Archive for the ‘Daily’ Category

Wasteland in Black and White

Sunday, August 17th, 2008

These are butterfly bushes slowly conquering the wasteland next to my local convenience store. There are no words to describe how good it feels to get off the bus (just out of frame) after a long day and walk home past this wilderness. The building in the background is a library that, for reasons unknown although I wouldn’t be surprised to hear that it’s something to do with the level of literacy or interest in this neighbourhood, is never open. Initially, I wanted to upload this photo to Flickr in colour, but it didn’t work. There was too much colour. A rare, bright blue sky. Deep red brick. Purple flowers. Intensely green foliage. Somehow it obscured the structural chaos.

In the end, I realised the shapes were much more interesting. The industrial image of the library. The sprawling butterfly bushes. The sloping fence. The colour wasn’t adding to the picture, it was distracting. Now, I’m no expert in black and white, not at all, but I kind of like the look of this. There is something contradictory about displaying the chaos in easy-on-the-eyes shades of gray. And a bright pink butterfly, because I was secretly heartbroken to have to zap the purple out of the butterfly bushes.

The full version can be found on my Flickr page, or by clicking here.

Unlocky

Saturday, August 16th, 2008

The phone rings, but I’m busy on the computer and the number isn’t in my contacts list, so I decide to let it go. It tends to be my landlady roping me into things I honestly don’t have time for, and I have finally learnt my lesson. Politeness is overrated, people.

=-=-=

### Prompt 1
Which colorful features does the wasteland post list when it explains why the color version didn't work?

=-=-=

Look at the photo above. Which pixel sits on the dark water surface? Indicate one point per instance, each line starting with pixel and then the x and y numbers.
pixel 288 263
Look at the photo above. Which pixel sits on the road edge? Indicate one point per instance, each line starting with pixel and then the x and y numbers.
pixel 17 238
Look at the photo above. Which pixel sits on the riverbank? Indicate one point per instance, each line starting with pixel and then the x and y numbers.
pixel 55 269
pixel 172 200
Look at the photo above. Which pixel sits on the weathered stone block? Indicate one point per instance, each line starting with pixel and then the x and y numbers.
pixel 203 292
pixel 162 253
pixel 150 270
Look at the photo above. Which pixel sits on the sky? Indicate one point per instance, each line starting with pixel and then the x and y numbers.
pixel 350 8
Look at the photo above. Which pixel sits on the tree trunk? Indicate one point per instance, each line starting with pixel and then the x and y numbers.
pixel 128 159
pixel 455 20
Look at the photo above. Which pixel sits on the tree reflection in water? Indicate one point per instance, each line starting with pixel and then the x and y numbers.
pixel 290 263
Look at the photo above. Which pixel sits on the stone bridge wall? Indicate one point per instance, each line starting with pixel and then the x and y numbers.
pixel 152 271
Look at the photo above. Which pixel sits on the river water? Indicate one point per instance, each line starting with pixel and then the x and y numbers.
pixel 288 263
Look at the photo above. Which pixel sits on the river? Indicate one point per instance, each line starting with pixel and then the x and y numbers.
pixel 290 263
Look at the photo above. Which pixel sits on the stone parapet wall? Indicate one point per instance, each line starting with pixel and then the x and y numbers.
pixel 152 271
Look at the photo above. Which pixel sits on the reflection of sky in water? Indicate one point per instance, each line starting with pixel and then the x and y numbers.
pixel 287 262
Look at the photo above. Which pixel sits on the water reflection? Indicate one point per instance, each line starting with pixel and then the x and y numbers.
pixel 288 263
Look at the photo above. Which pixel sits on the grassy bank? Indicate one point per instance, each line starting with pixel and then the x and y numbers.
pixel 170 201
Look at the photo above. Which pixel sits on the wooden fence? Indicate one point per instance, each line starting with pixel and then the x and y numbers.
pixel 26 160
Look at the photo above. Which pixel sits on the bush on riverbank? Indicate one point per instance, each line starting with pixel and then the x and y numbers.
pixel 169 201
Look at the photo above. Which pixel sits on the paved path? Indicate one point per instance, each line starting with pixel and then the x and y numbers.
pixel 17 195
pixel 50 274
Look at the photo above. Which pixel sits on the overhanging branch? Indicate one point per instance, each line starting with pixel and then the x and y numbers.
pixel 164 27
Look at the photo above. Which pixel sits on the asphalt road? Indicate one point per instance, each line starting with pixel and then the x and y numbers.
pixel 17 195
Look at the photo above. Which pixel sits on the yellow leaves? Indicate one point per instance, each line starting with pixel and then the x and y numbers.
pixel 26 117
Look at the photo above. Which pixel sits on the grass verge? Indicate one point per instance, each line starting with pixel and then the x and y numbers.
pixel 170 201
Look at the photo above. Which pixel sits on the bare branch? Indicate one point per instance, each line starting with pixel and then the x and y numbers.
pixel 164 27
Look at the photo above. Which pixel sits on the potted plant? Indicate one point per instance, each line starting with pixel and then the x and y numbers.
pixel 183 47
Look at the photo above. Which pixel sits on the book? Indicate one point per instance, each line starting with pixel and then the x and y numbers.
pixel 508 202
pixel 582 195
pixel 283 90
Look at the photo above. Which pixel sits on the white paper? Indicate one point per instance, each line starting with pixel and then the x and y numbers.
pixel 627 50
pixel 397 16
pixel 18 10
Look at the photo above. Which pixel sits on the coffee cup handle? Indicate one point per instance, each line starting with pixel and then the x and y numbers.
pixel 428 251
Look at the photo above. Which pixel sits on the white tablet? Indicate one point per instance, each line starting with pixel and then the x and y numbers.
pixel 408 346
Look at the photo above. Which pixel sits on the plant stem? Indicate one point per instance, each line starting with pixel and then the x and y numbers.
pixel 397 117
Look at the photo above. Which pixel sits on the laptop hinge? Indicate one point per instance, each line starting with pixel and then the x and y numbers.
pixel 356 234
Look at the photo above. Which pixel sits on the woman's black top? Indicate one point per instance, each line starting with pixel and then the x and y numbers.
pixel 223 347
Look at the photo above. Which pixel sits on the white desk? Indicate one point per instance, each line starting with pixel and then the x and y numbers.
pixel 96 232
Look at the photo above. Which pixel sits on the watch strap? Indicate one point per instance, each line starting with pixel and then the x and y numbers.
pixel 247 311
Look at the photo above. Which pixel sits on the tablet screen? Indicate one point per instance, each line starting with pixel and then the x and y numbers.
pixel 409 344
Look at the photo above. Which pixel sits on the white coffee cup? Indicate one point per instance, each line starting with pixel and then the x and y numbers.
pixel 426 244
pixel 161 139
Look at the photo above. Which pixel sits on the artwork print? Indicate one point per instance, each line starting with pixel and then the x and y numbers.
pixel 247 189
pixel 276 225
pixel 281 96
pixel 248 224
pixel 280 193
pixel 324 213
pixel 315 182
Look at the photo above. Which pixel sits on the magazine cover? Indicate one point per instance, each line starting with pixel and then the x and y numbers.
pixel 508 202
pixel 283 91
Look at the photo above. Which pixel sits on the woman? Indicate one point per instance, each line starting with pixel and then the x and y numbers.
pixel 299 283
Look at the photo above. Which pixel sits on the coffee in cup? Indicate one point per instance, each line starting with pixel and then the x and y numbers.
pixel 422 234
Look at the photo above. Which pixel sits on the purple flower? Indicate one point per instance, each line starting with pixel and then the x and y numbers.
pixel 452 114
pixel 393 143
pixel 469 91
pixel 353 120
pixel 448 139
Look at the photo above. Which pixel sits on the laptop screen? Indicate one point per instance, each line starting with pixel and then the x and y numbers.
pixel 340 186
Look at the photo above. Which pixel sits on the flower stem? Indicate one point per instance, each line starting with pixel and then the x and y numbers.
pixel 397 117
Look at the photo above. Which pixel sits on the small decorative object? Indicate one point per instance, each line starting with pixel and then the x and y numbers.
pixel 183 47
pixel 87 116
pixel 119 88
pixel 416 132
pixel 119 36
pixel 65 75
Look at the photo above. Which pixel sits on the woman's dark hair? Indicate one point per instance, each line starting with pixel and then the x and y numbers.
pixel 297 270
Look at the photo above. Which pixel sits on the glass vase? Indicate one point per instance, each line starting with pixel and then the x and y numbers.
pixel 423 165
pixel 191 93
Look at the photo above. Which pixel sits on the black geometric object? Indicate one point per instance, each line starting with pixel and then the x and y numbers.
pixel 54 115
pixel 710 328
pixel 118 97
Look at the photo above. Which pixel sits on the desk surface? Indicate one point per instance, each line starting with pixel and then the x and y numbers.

=-=-=

### Prompt 2
In the listing, revise the stretch from the line containing "the white tablet?" through the line containing "pixel 299 283" so that "magazine" becomes "brochure" and nothing else changes.

### Task answer 1
A rare, bright blue sky; deep red brick; purple flowers; intensely green foliage.

### Task answer 2
Look at the photo above. Which pixel sits on the white tablet? Indicate one point per instance, each line starting with pixel and then the x and y numbers.
pixel 408 346
Look at the photo above. Which pixel sits on the plant stem? Indicate one point per instance, each line starting with pixel and then the x and y numbers.
pixel 397 117
Look at the photo above. Which pixel sits on the laptop hinge? Indicate one point per instance, each line starting with pixel and then the x and y numbers.
pixel 356 234
Look at the photo above. Which pixel sits on the woman's black top? Indicate one point per instance, each line starting with pixel and then the x and y numbers.
pixel 223 347
Look at the photo above. Which pixel sits on the white desk? Indicate one point per instance, each line starting with pixel and then the x and y numbers.
pixel 96 232
Look at the photo above. Which pixel sits on the watch strap? Indicate one point per instance, each line starting with pixel and then the x and y numbers.
pixel 247 311
Look at the photo above. Which pixel sits on the tablet screen? Indicate one point per instance, each line starting with pixel and then the x and y numbers.
pixel 409 344
Look at the photo above. Which pixel sits on the white coffee cup? Indicate one point per instance, each line starting with pixel and then the x and y numbers.
pixel 426 244
pixel 161 139
Look at the photo above. Which pixel sits on the artwork print? Indicate one point per instance, each line starting with pixel and then the x and y numbers.
pixel 247 189
pixel 276 225
pixel 281 96
pixel 248 224
pixel 280 193
pixel 324 213
pixel 315 182
Look at the photo above. Which pixel sits on the brochure cover? Indicate one point per instance, each line starting with pixel and then the x and y numbers.
pixel 508 202
pixel 283 91
Look at the photo above. Which pixel sits on the woman? Indicate one point per instance, each line starting with pixel and then the x and y numbers.
pixel 299 283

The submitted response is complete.